Provided text ::
---
But no, my memory of Reagan is very different than the OPs. He was a popular President liked by most and hated by only a very few.
I liked Reagan quite a bit (I think he was the first president I voted for when I came of age) and still do, but I don’t worship him like some Republicans do.
Hated hated hated him, thought that he was an awful, terrible person; and how he is lionized disgusts me.
Reagan was an empty vessal who was willing to take on any opinion put before him. As a politician he little was different from the salesman who shilled detergent on TV, the only thing that changed was the products he sold and who wrote the copy.
He could certainly sell that air of a wise old uncle or church deacon though, that was his great strength. I hated the guy’s policies and still, it took me a long time to really believe how empty he was personally. I’m sure that if the other side, any other side, had procured his services he would have convinced himself, and us, that he firmly believed in whatever they were selling.
So, I should have answered the OP. He wasn’t mean and didn’t intend to be devisive, IMO. He wanted to be nice and well liked so he did whatever was asked of him by his handlers. That came off as mean, even evil, to those of us who didn’t like the things going on, like Iran-Contra. Too many of the people who had his ear felt the ends justified the means and Ronnie, unlike Nancy, couldn’t say no.
His handlers, I hope you would agree, were mean and evil. Much like W’s.
He was divisive, to partisan Democrats.
He actively hated the country, and worked against education, the good of humanity/America, and was secretly infecting the LGBT community with AIDS, using Oliver North as his CIA liaison…if you are a Democrat.
Otherwise, whatever he said could be nuanced to mean anything, good to his friends, evil to his enemies.
I don’t think that his ‘growing up’ statement had the bile in it that you are looking for, and I think you are picking nits.
States rights speech, just outside Philadelphia MS, August, 1980. He was a race baiting a-hole.
Yes, I agree. They were pretty much the exact same handlers, weren’t they? Ronnie was, by far, the superior puppet.
I was too young at the time (two through ten years old) to have an opinion of him, but watching videos of his “there you go again” stunt a few weeks ago, I had the impression that I would have really disliked the guy.
I don’t know about bile. It’s just a really unpleasant thing to say. There’s nothing constructive in it. I happen to think that typical conservative values are quite immature. But I don’t go around saying it. What could it accomplish?
So when Democrats attack Republicans they’re being partisan and divisive but when Republicans attack Democrats they’re standing up for their principles? The accusations flew in both directions and objectively the Republicans were throwing more.
Fair enough. I hadn’t read anything pro or con about Chomsky regarding El Savador in particular. I was basing my opinion generally on New York Review of Books stuff, and on what I’ve read here. But if you say that he’s changed positions, I’ll take Chomsky with a little less salt in the future.
Well, not Cheney, he spent the Reagan years in the HoR. But he notably had served in a previous presidential administration – Nixon’s.
I saw a documentary once called Berkeley in the Sixties, which was all before my time, but based on the clips showing Reagan back then (when he was Governor of California), I’m sure that I would have really disliked the guy for all of that alone. (All the Boomers in the audience were shouting “Asshole!” whenever Reagan spoke and I saw no reason to differ.)
---
Records shown ::
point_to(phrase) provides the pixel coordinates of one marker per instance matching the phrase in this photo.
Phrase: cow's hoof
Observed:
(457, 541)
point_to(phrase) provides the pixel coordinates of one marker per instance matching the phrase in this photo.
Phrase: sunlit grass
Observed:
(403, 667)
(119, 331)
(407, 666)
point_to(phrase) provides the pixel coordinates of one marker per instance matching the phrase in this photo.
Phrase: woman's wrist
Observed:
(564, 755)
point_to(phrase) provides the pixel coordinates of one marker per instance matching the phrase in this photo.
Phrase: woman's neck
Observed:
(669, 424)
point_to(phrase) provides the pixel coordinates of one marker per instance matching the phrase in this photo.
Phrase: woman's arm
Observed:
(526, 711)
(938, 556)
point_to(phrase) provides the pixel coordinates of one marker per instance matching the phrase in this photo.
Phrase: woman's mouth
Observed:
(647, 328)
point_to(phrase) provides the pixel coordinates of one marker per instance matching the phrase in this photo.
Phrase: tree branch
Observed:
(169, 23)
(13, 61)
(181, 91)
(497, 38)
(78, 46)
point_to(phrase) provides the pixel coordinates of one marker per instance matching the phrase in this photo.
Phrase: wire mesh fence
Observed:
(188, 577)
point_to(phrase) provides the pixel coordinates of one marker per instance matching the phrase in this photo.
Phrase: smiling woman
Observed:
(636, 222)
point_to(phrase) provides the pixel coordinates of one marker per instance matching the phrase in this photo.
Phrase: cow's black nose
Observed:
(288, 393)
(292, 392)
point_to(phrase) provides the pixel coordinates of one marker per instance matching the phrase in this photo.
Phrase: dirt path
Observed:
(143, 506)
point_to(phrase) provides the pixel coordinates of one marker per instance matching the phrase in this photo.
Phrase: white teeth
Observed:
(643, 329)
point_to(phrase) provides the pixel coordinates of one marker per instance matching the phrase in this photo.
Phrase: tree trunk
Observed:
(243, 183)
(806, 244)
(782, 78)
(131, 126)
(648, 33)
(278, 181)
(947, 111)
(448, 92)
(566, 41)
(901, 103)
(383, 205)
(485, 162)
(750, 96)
---
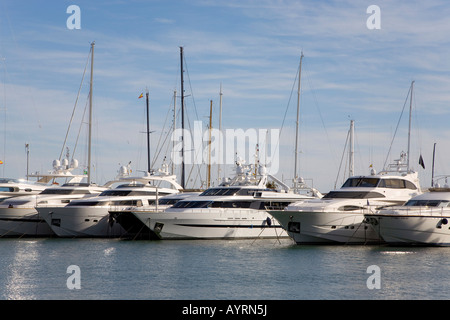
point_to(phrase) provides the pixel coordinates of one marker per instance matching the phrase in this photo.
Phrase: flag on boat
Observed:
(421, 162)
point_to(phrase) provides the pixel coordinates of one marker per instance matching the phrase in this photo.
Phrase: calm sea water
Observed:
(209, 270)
---
Problem details ::
Transcribe the part of the Reagan discussion that opens with the words containing "He could certainly" and closes with "to partisan Democrats.". The rows are separate material and have no connection to the Reagan discussion.

Solution for this exercise ::
He could certainly sell that air of a wise old uncle or church deacon though, that was his great strength. I hated the guy’s policies and still, it took me a long time to really believe how empty he was personally. I’m sure that if the other side, any other side, had procured his services he would have convinced himself, and us, that he firmly believed in whatever they were selling.
So, I should have answered the OP. He wasn’t mean and didn’t intend to be devisive, IMO. He wanted to be nice and well liked so he did whatever was asked of him by his handlers. That came off as mean, even evil, to those of us who didn’t like the things going on, like Iran-Contra. Too many of the people who had his ear felt the ends justified the means and Ronnie, unlike Nancy, couldn’t say no.
His handlers, I hope you would agree, were mean and evil. Much like W’s.
He was divisive, to partisan Democrats.